→ OBJECTIVE: Reproduce everything in the gate-testing passage from "We compared the 265" down to "< .001, d = .301.".

→ DOCUMENT:

((

We compared the 265 trial-decline latencies observed when the constriction was in Gates 1-2 to the 449 latencies observed for Gates 5-7: means of 1.60 s, 95% CI [1.50 s, 1.70 s] and 1.51 s, 95% CI [1.43 s, 1.58 s], respectively, standard deviations of .826 and .842, t (712) = 1.38, p = .168, d = .107. We could not confirm a latency increase for the early gates–in this case Lou appeared to be more a left-to-right scanner. Likewise, we compared the 191 trial-decline latencies observed for constrictions in Gates 19-20 to the 449 latencies observed for Gates 5-7: means of 1.75 s, 95% CI [1.64 s, 1.87 s] and 1.51 s, 95% CI [1.43 s, 1.58 s], respectively, standard deviations of .801 and .842, t (638) = 3.52, p < .001, d = .301.
Readers can compare Figures 5A and Figure 3A for Obi, and Figures 5B and 4A for Lou, to consider a matter of interest to some. In the 20-gate condition, we tested the monkeys’ response to having a 1-s delay imposed on their performance, so that the cursor would not move for the first second after the trial illuminated. We did so to see whether we could constructively block impulsive responding. Remember that in the 16-gate condition, this reflection period was not present. Our research explores the emergence of reflective mind in the primates, and we always seek manipulations that may foster their highest potential. Comparing the two figures, though, one sees that our reflection manipulation did not change the character of the result. It does make the latencies in Figure 5 appear shorter than those in Figures 3,4, but, as was the case with humans in Experiment 1B, this arises because the monkeys got some of their scanning done before their trial clock initiated.
26-gate testing
In 26-gate testing, Obi completed 10,059 trials, 4,974 Possible trials and 5,085 Impossible trials. On Possible trials, he declined 294 trials, or 6%. On Impossible trials, he declined 4.411 trials, or 87%. He was 14 times more likely to decline Impossible trials than Possible trials. He committed to just 674 Impossible trials. Across both trial types, he made the appropriate response on 90% of trials.

))

→ AVAILABLE DATA:

((

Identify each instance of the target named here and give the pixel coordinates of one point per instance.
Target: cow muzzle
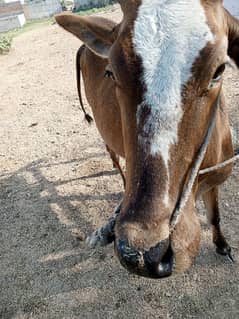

))

→ CORRECT ANSWER:
We compared the 265 trial-decline latencies observed when the constriction was in Gates 1-2 to the 449 latencies observed for Gates 5-7: means of 1.60 s, 95% CI [1.50 s, 1.70 s] and 1.51 s, 95% CI [1.43 s, 1.58 s], respectively, standard deviations of .826 and .842, t (712) = 1.38, p = .168, d = .107. We could not confirm a latency increase for the early gates–in this case Lou appeared to be more a left-to-right scanner. Likewise, we compared the 191 trial-decline latencies observed for constrictions in Gates 19-20 to the 449 latencies observed for Gates 5-7: means of 1.75 s, 95% CI [1.64 s, 1.87 s] and 1.51 s, 95% CI [1.43 s, 1.58 s], respectively, standard deviations of .801 and .842, t (638) = 3.52, p < .001, d = .301.